**Source text:**
::::::::
Does Mr. Diehl sound like a guy who did “shoddy work”?

 

Or how about the father of Brian Walsh, a Republican strategist, who recalled his company being stiffed on a six-figure job his small telecom business did for Mr. Trump in the 1980’s? Or the Ohio fiberglass company whose owner says he had to take out loans —ultimately having to write off two million dollars—when Trump didn’t honor their contract? Think this guy did “shoddy work?” Mr. Trump evidently didn’t think so: he offered the fiberglass company right of first refusal on future jobs.

 

It’s a great business model: hire people who depend on the work, then refuse to pay them, or pay them cents on the dollar, knowing most of them can’t afford to sue you. And while you’re at it, go ahead and slander them.
::::::::
[Entries from a pointing dataset]
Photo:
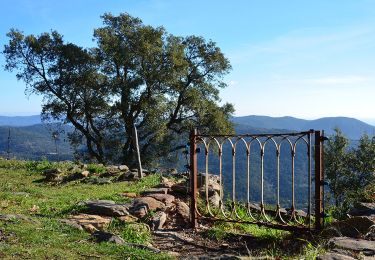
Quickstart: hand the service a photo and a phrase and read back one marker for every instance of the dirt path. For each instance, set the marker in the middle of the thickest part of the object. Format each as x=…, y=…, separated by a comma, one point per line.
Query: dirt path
x=188, y=244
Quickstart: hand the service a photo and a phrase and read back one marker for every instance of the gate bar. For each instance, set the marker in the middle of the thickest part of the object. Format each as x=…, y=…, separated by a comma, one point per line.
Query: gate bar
x=319, y=181
x=193, y=178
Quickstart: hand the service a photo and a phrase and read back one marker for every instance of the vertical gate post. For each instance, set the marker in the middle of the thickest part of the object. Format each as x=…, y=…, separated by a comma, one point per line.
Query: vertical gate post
x=319, y=181
x=193, y=178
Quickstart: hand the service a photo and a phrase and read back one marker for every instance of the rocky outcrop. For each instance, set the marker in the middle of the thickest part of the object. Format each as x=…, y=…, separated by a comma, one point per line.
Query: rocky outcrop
x=90, y=223
x=106, y=208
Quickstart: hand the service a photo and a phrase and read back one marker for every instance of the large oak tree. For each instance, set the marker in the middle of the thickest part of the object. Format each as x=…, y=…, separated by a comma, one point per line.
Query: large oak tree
x=136, y=75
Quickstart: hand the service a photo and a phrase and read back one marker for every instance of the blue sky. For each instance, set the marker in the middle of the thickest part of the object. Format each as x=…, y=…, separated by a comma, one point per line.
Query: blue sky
x=307, y=59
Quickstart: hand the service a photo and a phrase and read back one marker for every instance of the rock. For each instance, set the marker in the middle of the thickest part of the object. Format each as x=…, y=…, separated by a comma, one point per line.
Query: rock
x=52, y=174
x=112, y=170
x=102, y=181
x=214, y=200
x=167, y=199
x=155, y=190
x=363, y=209
x=334, y=256
x=352, y=244
x=15, y=217
x=123, y=168
x=212, y=180
x=89, y=221
x=179, y=188
x=166, y=183
x=300, y=213
x=149, y=202
x=129, y=194
x=141, y=206
x=128, y=219
x=158, y=220
x=90, y=228
x=256, y=207
x=21, y=193
x=139, y=212
x=99, y=181
x=127, y=176
x=183, y=210
x=72, y=224
x=106, y=208
x=85, y=173
x=355, y=226
x=101, y=236
x=172, y=171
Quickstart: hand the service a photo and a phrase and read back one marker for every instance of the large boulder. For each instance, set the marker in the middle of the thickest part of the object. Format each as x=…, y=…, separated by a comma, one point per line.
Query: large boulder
x=158, y=220
x=183, y=211
x=88, y=222
x=101, y=236
x=106, y=208
x=167, y=199
x=141, y=206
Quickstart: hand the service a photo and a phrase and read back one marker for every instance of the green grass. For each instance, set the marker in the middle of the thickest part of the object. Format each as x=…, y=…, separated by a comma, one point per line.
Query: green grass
x=45, y=237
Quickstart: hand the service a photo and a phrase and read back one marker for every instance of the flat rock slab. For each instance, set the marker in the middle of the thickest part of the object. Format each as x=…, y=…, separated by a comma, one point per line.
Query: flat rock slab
x=106, y=208
x=165, y=198
x=13, y=217
x=355, y=227
x=334, y=256
x=85, y=220
x=358, y=245
x=101, y=236
x=149, y=202
x=155, y=191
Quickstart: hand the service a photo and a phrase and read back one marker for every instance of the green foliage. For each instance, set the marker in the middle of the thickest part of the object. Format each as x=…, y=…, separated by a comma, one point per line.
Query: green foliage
x=45, y=236
x=96, y=168
x=350, y=172
x=136, y=75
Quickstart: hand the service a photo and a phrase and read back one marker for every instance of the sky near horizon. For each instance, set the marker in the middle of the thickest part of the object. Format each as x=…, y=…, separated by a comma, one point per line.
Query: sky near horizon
x=306, y=59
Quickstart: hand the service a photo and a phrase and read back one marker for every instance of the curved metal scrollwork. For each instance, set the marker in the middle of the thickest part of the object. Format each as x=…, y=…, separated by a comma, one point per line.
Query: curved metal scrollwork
x=228, y=207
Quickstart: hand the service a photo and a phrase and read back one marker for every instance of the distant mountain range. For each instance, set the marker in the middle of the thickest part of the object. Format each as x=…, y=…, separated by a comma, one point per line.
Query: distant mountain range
::::::::
**Given exercise A:**
Duplicate the stretch from "Does Mr. Diehl" through "on future jobs." in the passage on unpaid contractors.
**Given exercise B:**
What reason does the passage on unpaid contractors give for believing Mr. Trump did not think the Ohio fiberglass company did "shoddy work"? Answer in one to three sentences.
**Given exercise C:**
How might the passage on unpaid contractors go on after its final sentence? Write the next part.

**Written reply A:**
Does Mr. Diehl sound like a guy who did “shoddy work”?

 

Or how about the father of Brian Walsh, a Republican strategist, who recalled his company being stiffed on a six-figure job his small telecom business did for Mr. Trump in the 1980’s? Or the Ohio fiberglass company whose owner says he had to take out loans —ultimately having to write off two million dollars—when Trump didn’t honor their contract? Think this guy did “shoddy work?” Mr. Trump evidently didn’t think so: he offered the fiberglass company right of first refusal on future jobs.

**Written reply B:**
Mr. Trump offered the fiberglass company right of first refusal on future jobs. The passage takes that offer as evidence that he did not consider the company's work shoddy.

**Written reply C:**
It would be bad enough if there were only a few of these stories, but there are hundreds. The ones I mention are the result of a five minute Google search, but I spent hours—maybe days— reading this stuff in detail. I checked conservative websites as well as liberal and neutral ones, in order not to fall into the poisoned well of groupthink. I read investigative reports by journalists who spent months finding original documents and interviewing people. This is so much more than just some horndog getting up to a few sexual shenanigans, or some unprepared oaf spouting unhinged tweets. This is a man utterly lacking in integrity and conscience. This is not the lesser of two evils.

 

These stories are upsetting, because they upend our fundamental sense of right and wrong, of fair play, of which behaviors are rewarded and which are condemned. You fashion a career out of screwing people, and in return, you get billions of (untaxed) dollars? And then you claim you are the only one who can help the little guy, in a nation that’s rotten and unfair and rigged?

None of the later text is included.